--- START Dataset records ---

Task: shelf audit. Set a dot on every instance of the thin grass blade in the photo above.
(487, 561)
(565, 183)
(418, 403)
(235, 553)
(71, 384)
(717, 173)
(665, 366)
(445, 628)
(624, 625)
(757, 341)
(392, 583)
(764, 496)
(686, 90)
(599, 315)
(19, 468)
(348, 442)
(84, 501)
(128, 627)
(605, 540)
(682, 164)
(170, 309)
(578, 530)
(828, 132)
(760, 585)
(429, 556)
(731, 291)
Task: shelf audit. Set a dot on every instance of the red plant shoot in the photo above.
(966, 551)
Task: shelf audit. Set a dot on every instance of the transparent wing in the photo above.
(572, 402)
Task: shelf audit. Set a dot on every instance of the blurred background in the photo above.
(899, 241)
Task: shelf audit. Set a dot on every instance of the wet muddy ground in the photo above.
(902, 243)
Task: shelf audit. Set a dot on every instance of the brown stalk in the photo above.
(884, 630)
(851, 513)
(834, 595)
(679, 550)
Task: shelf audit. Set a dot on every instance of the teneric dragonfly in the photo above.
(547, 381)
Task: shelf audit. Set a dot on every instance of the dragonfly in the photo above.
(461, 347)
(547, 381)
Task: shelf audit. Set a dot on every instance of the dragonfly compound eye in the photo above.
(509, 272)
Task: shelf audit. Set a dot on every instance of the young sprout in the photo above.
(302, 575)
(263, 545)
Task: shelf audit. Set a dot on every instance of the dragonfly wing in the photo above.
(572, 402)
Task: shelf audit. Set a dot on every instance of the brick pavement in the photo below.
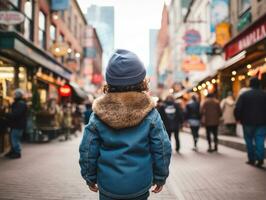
(51, 171)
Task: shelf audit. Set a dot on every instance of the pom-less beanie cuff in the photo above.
(123, 81)
(124, 68)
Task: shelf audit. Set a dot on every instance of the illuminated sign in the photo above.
(65, 91)
(193, 63)
(192, 37)
(11, 17)
(222, 33)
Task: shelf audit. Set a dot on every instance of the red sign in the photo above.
(11, 17)
(65, 91)
(192, 37)
(247, 38)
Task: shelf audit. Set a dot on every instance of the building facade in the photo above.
(102, 19)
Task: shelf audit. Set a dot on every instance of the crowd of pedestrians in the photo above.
(247, 110)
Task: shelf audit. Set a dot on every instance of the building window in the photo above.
(52, 34)
(42, 30)
(28, 22)
(243, 6)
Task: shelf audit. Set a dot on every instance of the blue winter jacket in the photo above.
(125, 148)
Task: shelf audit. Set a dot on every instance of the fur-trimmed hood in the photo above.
(123, 110)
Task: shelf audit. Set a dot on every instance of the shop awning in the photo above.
(17, 48)
(79, 95)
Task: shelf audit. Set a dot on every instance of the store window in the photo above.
(42, 30)
(9, 5)
(52, 34)
(28, 22)
(243, 6)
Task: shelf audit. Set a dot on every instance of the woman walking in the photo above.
(192, 114)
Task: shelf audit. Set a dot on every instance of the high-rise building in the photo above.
(102, 19)
(151, 72)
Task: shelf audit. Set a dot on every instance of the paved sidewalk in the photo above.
(51, 171)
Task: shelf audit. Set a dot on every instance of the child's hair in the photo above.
(139, 87)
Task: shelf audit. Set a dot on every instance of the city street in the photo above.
(51, 171)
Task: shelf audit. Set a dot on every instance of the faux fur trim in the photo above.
(123, 110)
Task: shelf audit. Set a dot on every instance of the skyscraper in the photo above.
(102, 19)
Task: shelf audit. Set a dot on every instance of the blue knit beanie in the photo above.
(124, 68)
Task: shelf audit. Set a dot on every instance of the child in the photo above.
(125, 148)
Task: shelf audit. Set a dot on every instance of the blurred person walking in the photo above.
(17, 120)
(172, 117)
(77, 120)
(210, 118)
(87, 112)
(250, 111)
(192, 116)
(67, 120)
(228, 106)
(125, 148)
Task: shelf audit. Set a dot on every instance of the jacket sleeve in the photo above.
(89, 153)
(160, 150)
(238, 108)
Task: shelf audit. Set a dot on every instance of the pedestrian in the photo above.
(192, 115)
(17, 120)
(210, 117)
(250, 111)
(228, 106)
(125, 149)
(67, 120)
(172, 117)
(77, 120)
(87, 112)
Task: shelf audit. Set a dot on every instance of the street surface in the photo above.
(51, 171)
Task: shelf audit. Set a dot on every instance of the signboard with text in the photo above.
(249, 37)
(11, 17)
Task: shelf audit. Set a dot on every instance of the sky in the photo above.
(133, 19)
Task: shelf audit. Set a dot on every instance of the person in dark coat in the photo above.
(250, 111)
(172, 117)
(192, 114)
(211, 113)
(17, 120)
(87, 113)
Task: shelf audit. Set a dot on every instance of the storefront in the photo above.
(245, 57)
(23, 65)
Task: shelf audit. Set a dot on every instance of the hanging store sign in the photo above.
(198, 50)
(219, 12)
(59, 49)
(57, 5)
(65, 91)
(192, 37)
(222, 32)
(11, 17)
(249, 37)
(193, 63)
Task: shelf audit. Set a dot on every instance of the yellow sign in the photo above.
(59, 49)
(222, 33)
(193, 63)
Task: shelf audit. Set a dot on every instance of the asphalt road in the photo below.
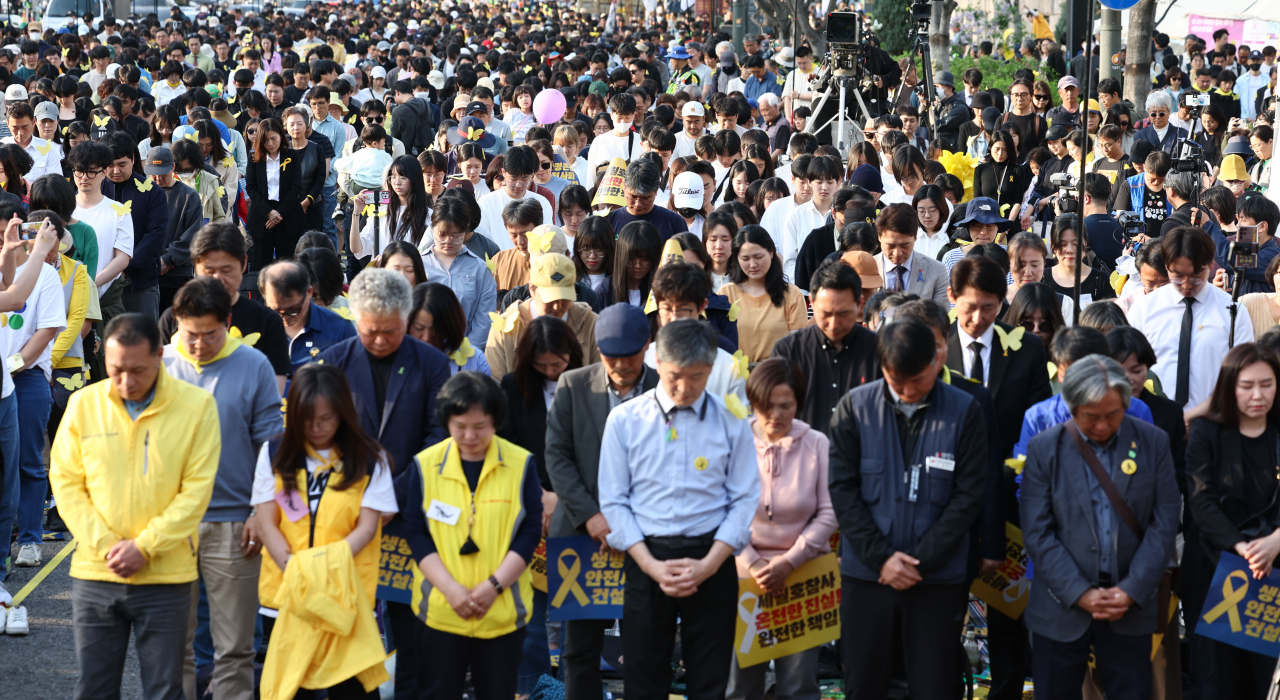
(41, 666)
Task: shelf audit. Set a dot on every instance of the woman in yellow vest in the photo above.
(472, 518)
(321, 481)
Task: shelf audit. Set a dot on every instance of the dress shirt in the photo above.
(273, 178)
(801, 220)
(1159, 316)
(323, 330)
(986, 339)
(649, 481)
(475, 288)
(831, 374)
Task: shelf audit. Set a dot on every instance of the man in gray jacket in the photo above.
(248, 413)
(186, 216)
(1100, 509)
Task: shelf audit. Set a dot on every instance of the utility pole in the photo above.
(1110, 41)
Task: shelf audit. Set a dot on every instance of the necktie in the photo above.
(1184, 355)
(976, 373)
(900, 271)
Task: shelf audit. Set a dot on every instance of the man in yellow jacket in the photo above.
(133, 466)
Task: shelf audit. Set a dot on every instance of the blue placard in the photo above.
(581, 582)
(396, 564)
(1242, 611)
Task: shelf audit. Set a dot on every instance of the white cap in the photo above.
(688, 191)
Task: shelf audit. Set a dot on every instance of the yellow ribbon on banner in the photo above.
(568, 580)
(1232, 598)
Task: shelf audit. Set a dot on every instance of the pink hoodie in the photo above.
(795, 517)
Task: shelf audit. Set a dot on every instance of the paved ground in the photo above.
(42, 664)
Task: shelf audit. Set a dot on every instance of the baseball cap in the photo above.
(688, 191)
(547, 239)
(552, 278)
(621, 330)
(46, 110)
(159, 161)
(864, 265)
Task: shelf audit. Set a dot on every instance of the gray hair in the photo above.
(1160, 99)
(1183, 184)
(686, 342)
(643, 177)
(380, 292)
(1091, 378)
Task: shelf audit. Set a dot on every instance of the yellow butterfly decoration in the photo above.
(251, 339)
(735, 406)
(464, 352)
(741, 365)
(1118, 282)
(72, 383)
(543, 241)
(1010, 339)
(503, 324)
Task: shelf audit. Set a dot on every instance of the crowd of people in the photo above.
(471, 280)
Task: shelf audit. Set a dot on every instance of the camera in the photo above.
(1068, 191)
(1130, 225)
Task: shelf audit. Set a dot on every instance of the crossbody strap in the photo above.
(1109, 486)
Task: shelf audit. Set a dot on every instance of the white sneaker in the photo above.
(28, 556)
(17, 622)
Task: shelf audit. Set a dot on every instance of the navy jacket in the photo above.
(406, 424)
(150, 213)
(1061, 535)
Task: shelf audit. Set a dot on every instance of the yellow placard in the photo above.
(1009, 586)
(538, 566)
(805, 613)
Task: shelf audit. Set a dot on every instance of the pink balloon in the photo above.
(549, 106)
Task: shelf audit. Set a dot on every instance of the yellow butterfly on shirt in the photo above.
(251, 339)
(503, 324)
(735, 406)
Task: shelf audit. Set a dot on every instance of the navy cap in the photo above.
(621, 330)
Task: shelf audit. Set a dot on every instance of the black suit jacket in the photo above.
(1019, 379)
(291, 184)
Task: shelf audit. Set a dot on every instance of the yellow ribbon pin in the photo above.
(568, 580)
(1232, 596)
(464, 352)
(1010, 339)
(735, 406)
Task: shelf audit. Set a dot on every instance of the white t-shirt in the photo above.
(490, 215)
(379, 495)
(114, 232)
(45, 307)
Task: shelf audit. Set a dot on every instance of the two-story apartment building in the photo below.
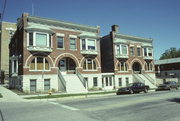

--- END Dataset records ---

Directions → Copy out every line of the items above that contains the word "white". Case counts, so a line matches only if the capitalization is the same.

Reply to the task →
Task: shelf audit. Set a dot on every instance of the white cap in the photo above.
Task: shelf audit. Set a dot on every instance of the white sneaker in the photo above.
Task: shelf audit. Set a dot on every instance of the white t-shirt in the photo above.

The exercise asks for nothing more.